━━ TESTO DELLA PAGINA

Agenzie casting inutili e costose. Il pentito: “12 mila nomi, 5 ingaggi”

ROMA – Le agenzie di casting, oltre a spillare soldi, non servono a nulla. A meno che una percentuale dello 0,04% di successo nel trovarti un posto nello show-biz non la consideriate una opportunità da non perdere. F. D., un “pentito” anonimo di una società di casting ha rivelato a un cronista di Repubblica che dei 12 mila profili contenuti nel data base solo 5 o 6 sono finiti nelle mani di un regista, di un impresario, di un produttore. Da notare che tre di questi nomi hanno intrapreso una fulgida carriera da comparse, nel senso di generici, che fanno numero e che per essere reclutati basta, ad esempio, che bazzichino il bar di Cinecittà.

Le agenzie, comunque, fatturano e pure tanto: sono decine, rappresentano l’ultimo step dopo che si passa per centinaia di scuole di ballo, di recitazione, di portamento, di dizione. D’altra parte la richiesta è enorme, al miraggio di diventare una star della tv o del cinema credono 110 mila italiani, maschi e femmine. Il giro d’affari è stimato intorno ai 10 milioni di euro l’anno. Il business, grosso modo, consiste nel convincere ognuno che per entrare nel mondo dello spettacolo l’agenzia di casting è l’unica porta disponibile.

━━━━
━━ VOCI ELENCATE

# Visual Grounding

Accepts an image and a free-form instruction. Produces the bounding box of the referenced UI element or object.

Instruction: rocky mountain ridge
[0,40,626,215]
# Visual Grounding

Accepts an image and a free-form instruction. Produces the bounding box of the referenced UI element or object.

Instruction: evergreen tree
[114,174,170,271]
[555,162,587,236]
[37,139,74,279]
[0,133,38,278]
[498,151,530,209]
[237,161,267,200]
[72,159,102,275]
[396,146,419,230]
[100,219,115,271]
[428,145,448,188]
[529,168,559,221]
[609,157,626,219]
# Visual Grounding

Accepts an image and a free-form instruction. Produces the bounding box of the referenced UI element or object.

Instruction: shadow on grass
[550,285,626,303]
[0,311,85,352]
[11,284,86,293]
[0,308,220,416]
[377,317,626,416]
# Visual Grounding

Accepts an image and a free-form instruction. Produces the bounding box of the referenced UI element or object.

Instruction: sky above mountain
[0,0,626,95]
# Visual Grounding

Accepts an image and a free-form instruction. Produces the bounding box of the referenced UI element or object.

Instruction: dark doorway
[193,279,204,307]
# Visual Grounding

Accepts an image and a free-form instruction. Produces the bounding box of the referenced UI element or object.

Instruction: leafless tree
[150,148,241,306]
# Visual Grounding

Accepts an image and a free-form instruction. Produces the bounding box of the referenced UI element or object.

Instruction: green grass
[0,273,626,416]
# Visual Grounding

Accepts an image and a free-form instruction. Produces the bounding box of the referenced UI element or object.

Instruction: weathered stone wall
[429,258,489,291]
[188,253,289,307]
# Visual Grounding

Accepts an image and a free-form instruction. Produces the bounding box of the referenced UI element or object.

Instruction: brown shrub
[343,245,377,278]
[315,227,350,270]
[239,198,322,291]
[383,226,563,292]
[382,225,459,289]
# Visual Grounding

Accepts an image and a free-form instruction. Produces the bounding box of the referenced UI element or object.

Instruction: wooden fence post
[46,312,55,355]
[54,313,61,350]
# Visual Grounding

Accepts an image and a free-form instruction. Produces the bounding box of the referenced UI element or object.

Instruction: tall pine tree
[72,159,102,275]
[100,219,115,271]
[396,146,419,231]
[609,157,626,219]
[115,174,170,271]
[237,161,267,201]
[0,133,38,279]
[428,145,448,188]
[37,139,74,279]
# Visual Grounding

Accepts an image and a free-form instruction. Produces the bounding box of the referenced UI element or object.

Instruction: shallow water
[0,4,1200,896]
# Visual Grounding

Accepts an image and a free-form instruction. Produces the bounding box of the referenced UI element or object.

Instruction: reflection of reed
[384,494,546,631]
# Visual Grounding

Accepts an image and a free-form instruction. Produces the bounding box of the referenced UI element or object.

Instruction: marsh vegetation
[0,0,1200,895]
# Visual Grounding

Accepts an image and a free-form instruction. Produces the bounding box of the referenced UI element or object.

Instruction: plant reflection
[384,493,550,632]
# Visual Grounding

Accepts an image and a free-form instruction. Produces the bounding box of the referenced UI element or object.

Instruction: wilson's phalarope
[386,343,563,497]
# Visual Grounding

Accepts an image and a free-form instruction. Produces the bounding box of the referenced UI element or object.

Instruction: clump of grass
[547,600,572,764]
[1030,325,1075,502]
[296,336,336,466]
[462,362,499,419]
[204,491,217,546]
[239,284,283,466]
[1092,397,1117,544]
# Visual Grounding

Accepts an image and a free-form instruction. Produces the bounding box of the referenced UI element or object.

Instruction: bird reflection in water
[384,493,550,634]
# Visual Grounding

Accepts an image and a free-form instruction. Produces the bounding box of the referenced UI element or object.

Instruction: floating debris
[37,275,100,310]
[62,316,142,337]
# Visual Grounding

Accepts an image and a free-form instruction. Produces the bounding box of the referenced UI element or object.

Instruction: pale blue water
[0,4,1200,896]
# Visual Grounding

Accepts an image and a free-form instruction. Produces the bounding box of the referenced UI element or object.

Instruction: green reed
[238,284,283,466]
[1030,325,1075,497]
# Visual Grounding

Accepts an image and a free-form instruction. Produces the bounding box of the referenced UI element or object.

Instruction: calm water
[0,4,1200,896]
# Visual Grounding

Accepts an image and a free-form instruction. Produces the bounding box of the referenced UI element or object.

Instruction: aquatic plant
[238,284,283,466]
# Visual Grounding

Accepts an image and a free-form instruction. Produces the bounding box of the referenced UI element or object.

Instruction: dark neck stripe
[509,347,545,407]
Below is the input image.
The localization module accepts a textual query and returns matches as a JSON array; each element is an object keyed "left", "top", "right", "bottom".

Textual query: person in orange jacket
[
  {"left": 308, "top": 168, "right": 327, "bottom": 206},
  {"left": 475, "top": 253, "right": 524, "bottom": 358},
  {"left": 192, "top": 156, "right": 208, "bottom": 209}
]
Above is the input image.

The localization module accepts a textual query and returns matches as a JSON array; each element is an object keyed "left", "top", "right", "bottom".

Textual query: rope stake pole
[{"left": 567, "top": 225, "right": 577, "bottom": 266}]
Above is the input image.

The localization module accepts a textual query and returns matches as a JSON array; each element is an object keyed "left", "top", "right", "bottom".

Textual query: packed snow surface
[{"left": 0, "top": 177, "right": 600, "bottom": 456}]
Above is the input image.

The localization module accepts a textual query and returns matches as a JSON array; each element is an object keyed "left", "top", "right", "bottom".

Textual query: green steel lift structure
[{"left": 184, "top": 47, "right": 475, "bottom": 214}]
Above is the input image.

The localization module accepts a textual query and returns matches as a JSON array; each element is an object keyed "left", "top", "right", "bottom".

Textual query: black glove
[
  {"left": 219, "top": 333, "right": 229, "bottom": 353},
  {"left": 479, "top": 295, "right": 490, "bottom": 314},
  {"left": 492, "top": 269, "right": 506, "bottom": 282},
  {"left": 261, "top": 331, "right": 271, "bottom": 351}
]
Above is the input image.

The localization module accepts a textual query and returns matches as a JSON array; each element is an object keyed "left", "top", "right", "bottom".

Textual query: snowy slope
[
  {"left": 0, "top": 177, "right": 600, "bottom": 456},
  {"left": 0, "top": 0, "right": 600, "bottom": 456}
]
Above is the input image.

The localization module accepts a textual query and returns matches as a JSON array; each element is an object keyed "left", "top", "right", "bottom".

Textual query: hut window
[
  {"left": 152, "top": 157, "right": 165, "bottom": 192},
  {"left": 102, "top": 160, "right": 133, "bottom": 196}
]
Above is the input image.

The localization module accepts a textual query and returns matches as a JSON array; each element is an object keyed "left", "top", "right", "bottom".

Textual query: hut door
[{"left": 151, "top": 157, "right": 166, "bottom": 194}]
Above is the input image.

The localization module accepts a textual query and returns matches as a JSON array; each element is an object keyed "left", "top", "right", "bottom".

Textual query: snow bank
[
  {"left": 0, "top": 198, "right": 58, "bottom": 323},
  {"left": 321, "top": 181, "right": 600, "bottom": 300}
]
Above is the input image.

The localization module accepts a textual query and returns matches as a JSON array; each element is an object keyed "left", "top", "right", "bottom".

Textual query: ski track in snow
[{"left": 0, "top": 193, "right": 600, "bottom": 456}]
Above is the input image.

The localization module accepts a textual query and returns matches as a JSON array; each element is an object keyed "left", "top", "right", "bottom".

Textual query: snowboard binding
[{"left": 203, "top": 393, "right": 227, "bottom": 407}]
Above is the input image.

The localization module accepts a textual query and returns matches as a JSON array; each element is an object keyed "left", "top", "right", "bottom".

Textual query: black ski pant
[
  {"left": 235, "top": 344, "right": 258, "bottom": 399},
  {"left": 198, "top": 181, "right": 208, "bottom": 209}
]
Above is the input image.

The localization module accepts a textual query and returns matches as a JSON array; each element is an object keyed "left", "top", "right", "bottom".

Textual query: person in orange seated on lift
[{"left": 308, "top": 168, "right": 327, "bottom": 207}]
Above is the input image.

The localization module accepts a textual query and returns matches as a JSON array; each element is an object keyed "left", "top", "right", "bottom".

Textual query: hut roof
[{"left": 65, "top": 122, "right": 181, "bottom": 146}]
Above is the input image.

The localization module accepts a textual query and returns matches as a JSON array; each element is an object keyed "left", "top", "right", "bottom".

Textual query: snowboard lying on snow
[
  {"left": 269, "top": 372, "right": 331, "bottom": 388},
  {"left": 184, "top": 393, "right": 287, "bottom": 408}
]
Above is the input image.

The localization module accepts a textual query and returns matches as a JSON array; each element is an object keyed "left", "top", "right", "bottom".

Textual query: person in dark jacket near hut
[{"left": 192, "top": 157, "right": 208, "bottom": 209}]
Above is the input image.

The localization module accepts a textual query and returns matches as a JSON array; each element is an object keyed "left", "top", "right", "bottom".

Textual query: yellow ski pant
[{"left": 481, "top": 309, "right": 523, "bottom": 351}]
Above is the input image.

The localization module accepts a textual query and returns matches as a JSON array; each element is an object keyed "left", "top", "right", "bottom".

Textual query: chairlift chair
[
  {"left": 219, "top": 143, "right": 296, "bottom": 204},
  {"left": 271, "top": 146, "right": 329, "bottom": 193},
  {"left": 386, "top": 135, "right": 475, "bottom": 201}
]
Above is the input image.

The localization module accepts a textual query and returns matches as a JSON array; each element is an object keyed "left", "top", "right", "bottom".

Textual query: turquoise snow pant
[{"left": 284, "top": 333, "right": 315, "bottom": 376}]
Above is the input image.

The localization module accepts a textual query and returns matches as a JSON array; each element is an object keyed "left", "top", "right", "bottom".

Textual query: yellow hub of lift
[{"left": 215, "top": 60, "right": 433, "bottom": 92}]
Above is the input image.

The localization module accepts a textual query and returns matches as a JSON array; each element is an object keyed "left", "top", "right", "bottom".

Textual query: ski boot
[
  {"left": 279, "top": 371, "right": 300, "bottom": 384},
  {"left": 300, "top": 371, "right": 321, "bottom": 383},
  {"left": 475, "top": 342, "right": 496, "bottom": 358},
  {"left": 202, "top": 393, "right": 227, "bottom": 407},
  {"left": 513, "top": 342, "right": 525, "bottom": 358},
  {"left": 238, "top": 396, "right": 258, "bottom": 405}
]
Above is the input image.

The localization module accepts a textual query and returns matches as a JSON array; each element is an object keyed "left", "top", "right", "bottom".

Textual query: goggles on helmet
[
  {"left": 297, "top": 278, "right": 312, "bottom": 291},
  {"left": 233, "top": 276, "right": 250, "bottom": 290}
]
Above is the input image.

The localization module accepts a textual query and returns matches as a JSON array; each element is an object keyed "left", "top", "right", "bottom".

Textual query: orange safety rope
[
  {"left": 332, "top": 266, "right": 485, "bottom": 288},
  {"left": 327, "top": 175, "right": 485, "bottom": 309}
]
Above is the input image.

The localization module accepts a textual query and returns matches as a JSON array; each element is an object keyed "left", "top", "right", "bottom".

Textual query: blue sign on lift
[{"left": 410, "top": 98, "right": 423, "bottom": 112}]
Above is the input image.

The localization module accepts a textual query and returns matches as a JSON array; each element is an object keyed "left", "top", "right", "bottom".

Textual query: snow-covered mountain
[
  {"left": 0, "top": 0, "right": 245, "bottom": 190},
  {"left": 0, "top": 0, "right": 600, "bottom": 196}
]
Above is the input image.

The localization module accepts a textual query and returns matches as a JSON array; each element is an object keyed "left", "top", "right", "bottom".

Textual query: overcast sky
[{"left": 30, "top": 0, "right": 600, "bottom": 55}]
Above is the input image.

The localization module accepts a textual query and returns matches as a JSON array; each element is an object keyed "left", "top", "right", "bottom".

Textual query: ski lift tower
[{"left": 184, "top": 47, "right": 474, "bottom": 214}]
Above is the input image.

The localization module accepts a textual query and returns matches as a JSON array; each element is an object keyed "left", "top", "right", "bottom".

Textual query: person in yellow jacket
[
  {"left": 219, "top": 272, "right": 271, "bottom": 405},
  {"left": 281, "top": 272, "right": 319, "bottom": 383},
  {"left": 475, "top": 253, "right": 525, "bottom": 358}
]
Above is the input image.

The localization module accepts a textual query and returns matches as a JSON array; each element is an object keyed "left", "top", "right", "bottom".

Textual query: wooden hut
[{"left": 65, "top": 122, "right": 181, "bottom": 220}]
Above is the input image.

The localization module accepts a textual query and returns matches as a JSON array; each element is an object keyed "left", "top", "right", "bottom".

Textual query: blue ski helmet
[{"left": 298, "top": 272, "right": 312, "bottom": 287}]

━━━━

- COMPITI DA SVOLGERE -
**1)** Secondo l'articolo sulle agenzie di casting, a quanto ammonta il giro d'affari stimato ogni anno?
**2)** Continua l'articolo sulle agenzie di casting dopo la sua ultima frase.
Le voci non servono per svolgere i compiti.

- RISPOSTE SCRITTE -
**1)** Intorno ai 10 milioni di euro l'anno.

**2)**
Quando va bene l’agenzia chiede una quota di iscrizione annuale, diciamo tra gli 80 e i 100 euro, solo per poter inserire il proprio volto e curriculum nel prezioso data base che secondo i promotori finisce sotto la lente di può farti cambiare destino. Se va male paghi fino a tre mila euro tra costosissimi book fotografici (se ce l’hai lo devi rifare), corsi di approfondimento, iscrizioni di ogni tipo. Sentiamo F. D., che se ne intende. “Quando qualche produzione televisiva o cinematografica ci mandava una cast list, il mio compito era quello di girare loro le facce migliori del nostro database. Ma questo accadeva assai di rado: era, diciamo così, la nostra copertura legale. Per capirci, durante tutto il tempo che ho lavorato in agenzia avrò piazzato al massimo 5-6 persone, tra cui tre comparse per Un medico in famiglia e un solo ruolo di un certo peso per un film. Ben poca cosa, se pensiamo che avevamo oltre 12mila profili nel database. Il nostro business era un altro: fare numero, prendere tutti quelli che si presentavano, senza nessuna selezione e fare cassa con i soldi delle iscrizioni”.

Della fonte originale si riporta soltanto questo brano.